··· 提示された抜粋 ···
第一に、八年後の二〇一六年度に実質公債費比率が早期健全化基準を超えないようにするために、単年度で一一〇〇億円もの財政改革を拙速に進めようとしていることである。それは、二〇〇六年度に策定された「大阪府行財政改革プログラム(案)」が想定していた改革取組額が単年度で二八〇億円でしかなかったことからもうかがえる。しかも、そこでは二〇一〇年度に単年度黒字を実現したうえで、二〇一一年度までの計画期間中に府債残高および減債基金借入額(累計)をピークアウトさせることが計画されていたのである。にもかかわらず、なぜここまで急激に財政改革を進めようとしているのかが十分に説明されていない。

切り込むべき歳出部分が放置されたまま財政操作を行うことは「負担の先送り」であるが、府民生活を守るために減債基金の活用等を行うことは、自治体としての財政運営における裁量と評価できるものであり、両者を混同することは非常に危険である。たとえ早期健全化基準をクリアすることが必要だとしても、丁寧な議論を進めていく時間は十分にある。

第二に、具体的な歳出削減の内容をみれば、教育や福祉などの社会サービスの削減が大きい一方で、大阪府の財政危機を招いた大型プロジェクトについては存続させるという、本来あるべき財政削減の方向性とは相容れないものとなっていることである。府民からの反対が強かったにもかかわらず、私学助成の経常費助成は二〇〇八年度からすでに引き下げられ、私学助成の授業料軽減助成は二〇〇九年度入学生から補助の廃止・縮減が進められることになった。これにより、私立学校の授業料の引き上げと家計負担の増加によって、学びの場を失う生徒が出
てくる懸念が大きい。また、4医療費公費負担助成事業については二〇〇九年度から補助の削減が進められようとしている。

これらの社会サービスに対して、ニュータウン建設、道路、ダムなどの主要プロジェクトは「事業時期を精査」「コス
ト縮減に努めつつ事業を実施」「事業継続は妥当と判断」「需要と採算性を見極めていく」など、これまでと何ら変わらない理由で推進されることになった。これらの大型プロジェクトについては、「試案」において過去の失敗の総括(端的にいえば反省)が記されていたのであるが、「財政再建プログラム案」での主要プロジェクトの決定はそれらを反故にするものである。

重点政策案の二つの柱


「『大阪維新』プログラム(案)」ではじめて示された将来像(重点政策案)は、二つの柱からなっている。一つは、大阪の未来をつくる」(未来を担う世代に集中投資)、そしてもう一つは「大阪を輝かせる」(大阪を圧倒的に特徴づけるために集中投資)である。「大阪の未来をつくる」ための重点政策では、「子育て支援日本一」および「教育日本一(公立教育の充実・強化)」が掲げられている。

「子育て支援日本一」の中身としては、「子育て支援サービスの充実」や「安全・安心な保健医療体制づくり」(救急
医療体制の充実や産科・小児科医師の確保等)などである。「教育日本一(公立教育の充実・強化)」としては、「基礎学力の定着・向上」(少人数学級編制や習熟度別指導の充実等)や「日本一の公立高校づくり」などが示されている。

これらの問題は次のような点にある。
···
== 練習問題 ==
[a] 大阪府の財政改革を扱った抜粋から、「第一に、八年後の」で始まる段落を選び、主な事実を残したまま箇条書きに書き直してください。
[b] 大阪府の財政改革を扱った抜粋を、その最後の文に続けて書き進めてください。
ここから先の行は、上の抜粋とは別の出典から取られたものです。
··· データの内容 ···
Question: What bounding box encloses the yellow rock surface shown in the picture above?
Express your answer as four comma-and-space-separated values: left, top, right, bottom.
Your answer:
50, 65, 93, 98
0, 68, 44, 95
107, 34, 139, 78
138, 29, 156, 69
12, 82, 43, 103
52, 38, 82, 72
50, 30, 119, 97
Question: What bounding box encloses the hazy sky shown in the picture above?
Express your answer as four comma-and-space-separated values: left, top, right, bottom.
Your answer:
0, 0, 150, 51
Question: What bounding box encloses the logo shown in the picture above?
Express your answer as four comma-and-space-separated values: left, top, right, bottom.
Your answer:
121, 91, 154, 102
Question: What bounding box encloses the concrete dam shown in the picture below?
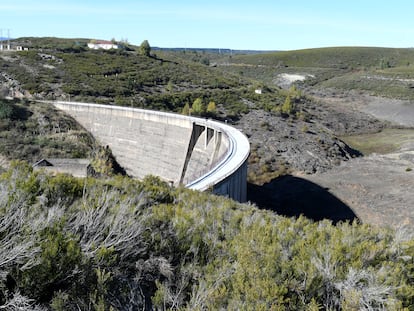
···
== 解答例 ==
[a]
- 二〇一六年度に実質公債費比率が早期健全化基準を超えないよう、単年度で一一〇〇億円もの財政改革を拙速に進めようとしている。
- 二〇〇六年度策定の「大阪府行財政改革プログラム(案)」では、改革取組額は単年度で二八〇億円にすぎなかった。
- 同プログラム(案)は、二〇一〇年度に単年度黒字を実現し、二〇一一年度までに府債残高と減債基金借入額(累計)をピークアウトさせる計画だった。
- これほど急激に財政改革を進める理由は、十分に説明されていない。

[b]
第一に、救急医療体制の充実や産科・小児科医師の確保などは、「重点政策」と銘打つ以前に全国的課題となっているものであり、いわばマイナスの状態を最低限のサービス水準にまで引き上げるという性格のものであって、大阪の将来像を示すという積極的な意味づけは薄い。むしろ、より積極的な医療システムの展開こそが重点政策にふさわしいものであろう。
第二に、教育強化については公立教育のみが念頭におかれていることである。
これは明らかに、「財政再建プログラム案」の財政削減の目玉である私学助成削減を意識したものに他ならない。大阪を「教育日本一」とするためには、府内高校生の四割、幼稚園児の四分の三を受け入れている私立学校との協働がなければならないのは明瞭である。この「重要政策」からあえて私学を除外しているのは、「財政再建プログラム案」に施策を従属
させていることを端的に示している。また、教育関係者の間でも是非をめぐって論争のある習熟度別指導や進学指導特色校などが十分な検証がなされないままに、「教育日本一」といったスローガンの下に掲げられていることも問題であろう。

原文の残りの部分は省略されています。